WORK INSTRUCTIONS: All entries below must be given again exactly as they stand.

DATASET:
::::::
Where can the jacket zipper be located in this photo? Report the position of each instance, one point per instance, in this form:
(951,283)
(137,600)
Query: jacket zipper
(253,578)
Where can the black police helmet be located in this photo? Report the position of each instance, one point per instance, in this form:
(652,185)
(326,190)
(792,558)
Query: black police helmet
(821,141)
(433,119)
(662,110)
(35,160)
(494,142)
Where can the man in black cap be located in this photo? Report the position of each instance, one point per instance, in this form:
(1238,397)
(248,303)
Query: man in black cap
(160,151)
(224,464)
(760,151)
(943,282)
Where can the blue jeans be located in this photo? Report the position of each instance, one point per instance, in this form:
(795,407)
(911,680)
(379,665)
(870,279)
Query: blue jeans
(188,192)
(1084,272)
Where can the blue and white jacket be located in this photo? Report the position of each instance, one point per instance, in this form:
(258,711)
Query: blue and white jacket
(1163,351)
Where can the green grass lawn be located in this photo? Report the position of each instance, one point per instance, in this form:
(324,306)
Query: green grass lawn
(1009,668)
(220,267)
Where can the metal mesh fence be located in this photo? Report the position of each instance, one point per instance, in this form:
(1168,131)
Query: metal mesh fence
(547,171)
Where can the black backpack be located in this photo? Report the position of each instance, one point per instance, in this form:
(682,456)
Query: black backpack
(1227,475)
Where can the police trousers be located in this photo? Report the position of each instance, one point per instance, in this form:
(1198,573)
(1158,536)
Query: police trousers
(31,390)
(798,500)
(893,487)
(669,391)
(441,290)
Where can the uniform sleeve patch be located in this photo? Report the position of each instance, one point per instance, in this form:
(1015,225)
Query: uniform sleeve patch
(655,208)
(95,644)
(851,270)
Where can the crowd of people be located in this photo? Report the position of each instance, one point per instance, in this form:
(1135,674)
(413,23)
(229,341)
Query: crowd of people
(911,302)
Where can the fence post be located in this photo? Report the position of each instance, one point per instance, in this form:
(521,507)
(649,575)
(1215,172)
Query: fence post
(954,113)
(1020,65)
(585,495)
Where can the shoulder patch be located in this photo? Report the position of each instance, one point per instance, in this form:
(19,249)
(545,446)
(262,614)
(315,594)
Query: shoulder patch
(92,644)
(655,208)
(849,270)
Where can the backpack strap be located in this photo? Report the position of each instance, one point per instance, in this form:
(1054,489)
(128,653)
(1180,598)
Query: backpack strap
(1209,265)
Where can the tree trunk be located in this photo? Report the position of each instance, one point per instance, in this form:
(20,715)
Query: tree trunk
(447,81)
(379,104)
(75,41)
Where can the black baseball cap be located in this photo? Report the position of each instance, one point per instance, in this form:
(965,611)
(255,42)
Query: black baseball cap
::::::
SOLUTION FOR THIS PROBLEM:
Where can the jacket zipper be located in this photo? Report the position of each instance, one point per instance, in this form:
(951,283)
(137,600)
Query: jacket zipper
(253,578)
Where can the black police helmet be located in this photo? Report the position of each instance, one point per instance, in this form:
(652,185)
(326,190)
(792,558)
Query: black police helmet
(821,141)
(433,119)
(662,110)
(35,160)
(494,142)
Where can the man in black cap be located in this photo? Report the position of each instance, one point per instance, in this form:
(1238,397)
(248,303)
Query: man in black cap
(160,151)
(224,464)
(760,151)
(943,282)
Where can the blue jeans be located in this photo? Report the position of each instance, one point per instance, in this form:
(795,407)
(911,680)
(379,665)
(870,279)
Query: blue jeans
(188,192)
(1084,272)
Where can the blue and white jacket be located in this photo? Report the position of each instance, one point per instance, in this form:
(258,711)
Query: blue and white jacket
(1163,351)
Where can the green grass lawn be located in this photo? Report the position of each instance, one point per instance, in this form:
(324,306)
Query: green grass lawn
(1009,668)
(220,267)
Where can the metal mesh fence be located in this photo? Report the position of each instance, one point per instance, in this form:
(1168,131)
Query: metal mesh fence
(547,171)
Where can the black backpack be located in this photo? Report the position of each instance, one point per instance, in this form:
(682,456)
Query: black backpack
(1227,475)
Where can the police trousers be located in this photo? Report the position of each instance, one point per instance, in this form:
(1198,573)
(1158,536)
Query: police trousers
(31,390)
(798,500)
(893,487)
(669,391)
(441,290)
Where can the uniform sleeve patch be located in this photo? Report the position of each instance, one point per instance, in this form:
(1015,225)
Query: uniform sleeve patch
(655,208)
(95,644)
(851,270)
Where can the crowd of people be located in this photo? Report the position of each instance, one point per instance, in this form:
(1135,674)
(413,23)
(229,341)
Query: crowd of people
(911,302)
Where can the fence post be located in this photo? Report the position of each instance, one point per instance, in this form:
(521,507)
(649,575)
(1215,172)
Query: fence post
(954,113)
(1020,65)
(585,495)
Where can the shoulder patch be located in this photo? Report the position of each instance, one point per instance, in this form:
(19,249)
(545,446)
(262,614)
(315,594)
Query: shoulder patch
(92,644)
(655,208)
(849,270)
Where can the backpack strap be located in this photo? Report the position of each instance, one point per instance, in this form:
(1054,489)
(128,653)
(1180,598)
Query: backpack strap
(1209,265)
Where can the tree trunk be located in this photo? Report the position of each instance, one point per instance, in this form:
(20,715)
Query: tree trunk
(447,81)
(379,104)
(75,41)
Where can the black baseball cap be located in this photo? Report the position of each instance, one point per instance, in this form:
(965,611)
(255,42)
Query: black baseball cap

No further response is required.